— START —

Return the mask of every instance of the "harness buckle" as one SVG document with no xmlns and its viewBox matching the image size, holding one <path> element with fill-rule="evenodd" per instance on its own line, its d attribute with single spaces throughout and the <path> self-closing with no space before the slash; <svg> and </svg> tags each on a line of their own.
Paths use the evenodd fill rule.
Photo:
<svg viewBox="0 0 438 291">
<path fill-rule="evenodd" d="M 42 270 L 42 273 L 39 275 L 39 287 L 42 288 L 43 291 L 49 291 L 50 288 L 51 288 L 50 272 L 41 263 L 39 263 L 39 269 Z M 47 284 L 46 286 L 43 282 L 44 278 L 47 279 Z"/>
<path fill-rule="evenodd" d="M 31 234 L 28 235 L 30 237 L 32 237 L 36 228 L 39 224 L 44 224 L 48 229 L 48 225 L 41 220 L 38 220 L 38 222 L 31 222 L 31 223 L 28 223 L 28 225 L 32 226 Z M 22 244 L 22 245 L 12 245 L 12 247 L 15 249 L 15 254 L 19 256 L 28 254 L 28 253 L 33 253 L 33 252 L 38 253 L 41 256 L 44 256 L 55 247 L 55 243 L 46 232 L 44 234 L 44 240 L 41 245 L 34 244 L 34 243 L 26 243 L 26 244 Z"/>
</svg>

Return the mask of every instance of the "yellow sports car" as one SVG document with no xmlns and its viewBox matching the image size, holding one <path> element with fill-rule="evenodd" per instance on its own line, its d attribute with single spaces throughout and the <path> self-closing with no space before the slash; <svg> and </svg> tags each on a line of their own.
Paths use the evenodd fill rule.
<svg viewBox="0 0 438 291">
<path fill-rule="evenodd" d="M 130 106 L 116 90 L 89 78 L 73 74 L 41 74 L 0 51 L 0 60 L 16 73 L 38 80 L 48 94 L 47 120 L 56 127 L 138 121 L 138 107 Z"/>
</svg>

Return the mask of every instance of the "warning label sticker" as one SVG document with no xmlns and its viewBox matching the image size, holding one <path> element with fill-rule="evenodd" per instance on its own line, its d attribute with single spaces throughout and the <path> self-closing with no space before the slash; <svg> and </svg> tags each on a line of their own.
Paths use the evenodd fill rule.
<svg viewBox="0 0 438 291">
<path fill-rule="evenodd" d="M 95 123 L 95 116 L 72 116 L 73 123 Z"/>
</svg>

— END —

== Set problem ==
Set down the entries above again, word for word.

== In response ==
Return the mask of every instance of the "harness buckle" as one SVG document with no xmlns and its viewBox matching the image size, holding one <path> element with fill-rule="evenodd" per instance on its own line, its d attribute with single spaces throughout and the <path> self-closing with no space before the slash; <svg> and </svg> tags each on a line of their own.
Paths use the evenodd fill rule.
Photo:
<svg viewBox="0 0 438 291">
<path fill-rule="evenodd" d="M 42 270 L 42 273 L 39 275 L 39 287 L 42 288 L 43 291 L 49 291 L 50 288 L 51 288 L 50 272 L 41 263 L 39 263 L 39 269 Z M 47 284 L 46 286 L 43 282 L 44 278 L 47 279 Z"/>
<path fill-rule="evenodd" d="M 31 234 L 28 235 L 30 237 L 32 237 L 36 228 L 39 224 L 44 224 L 48 229 L 48 225 L 41 220 L 38 220 L 38 222 L 31 222 L 31 223 L 28 223 L 28 225 L 32 226 Z M 22 244 L 22 245 L 12 245 L 12 247 L 15 249 L 15 254 L 19 256 L 28 254 L 28 253 L 33 253 L 33 252 L 38 253 L 41 256 L 44 256 L 55 247 L 55 243 L 46 232 L 44 234 L 44 240 L 41 245 L 34 244 L 34 243 L 26 243 L 26 244 Z"/>
</svg>

Return the mask of every instance of the "yellow sports car" as one SVG document with no xmlns and its viewBox matching the image size, holding one <path> element with fill-rule="evenodd" per instance on its own line, its d attribute with single spaces throughout and the <path> self-closing with no space before the slash; <svg> and </svg> tags each on a line of their own.
Paths use the evenodd fill rule.
<svg viewBox="0 0 438 291">
<path fill-rule="evenodd" d="M 130 106 L 116 90 L 89 78 L 73 74 L 41 74 L 0 51 L 0 60 L 16 73 L 38 80 L 48 94 L 47 120 L 56 127 L 138 121 L 138 107 Z"/>
</svg>

Return the mask of every instance of the "warning label sticker" as one SVG document with no xmlns and its viewBox matching the image size, holding one <path> element with fill-rule="evenodd" per instance on its own line, its d attribute with single spaces throughout and the <path> self-closing with no space before the slash; <svg> and </svg> tags each on a line of their own.
Paths use the evenodd fill rule.
<svg viewBox="0 0 438 291">
<path fill-rule="evenodd" d="M 95 123 L 95 116 L 72 116 L 73 123 Z"/>
</svg>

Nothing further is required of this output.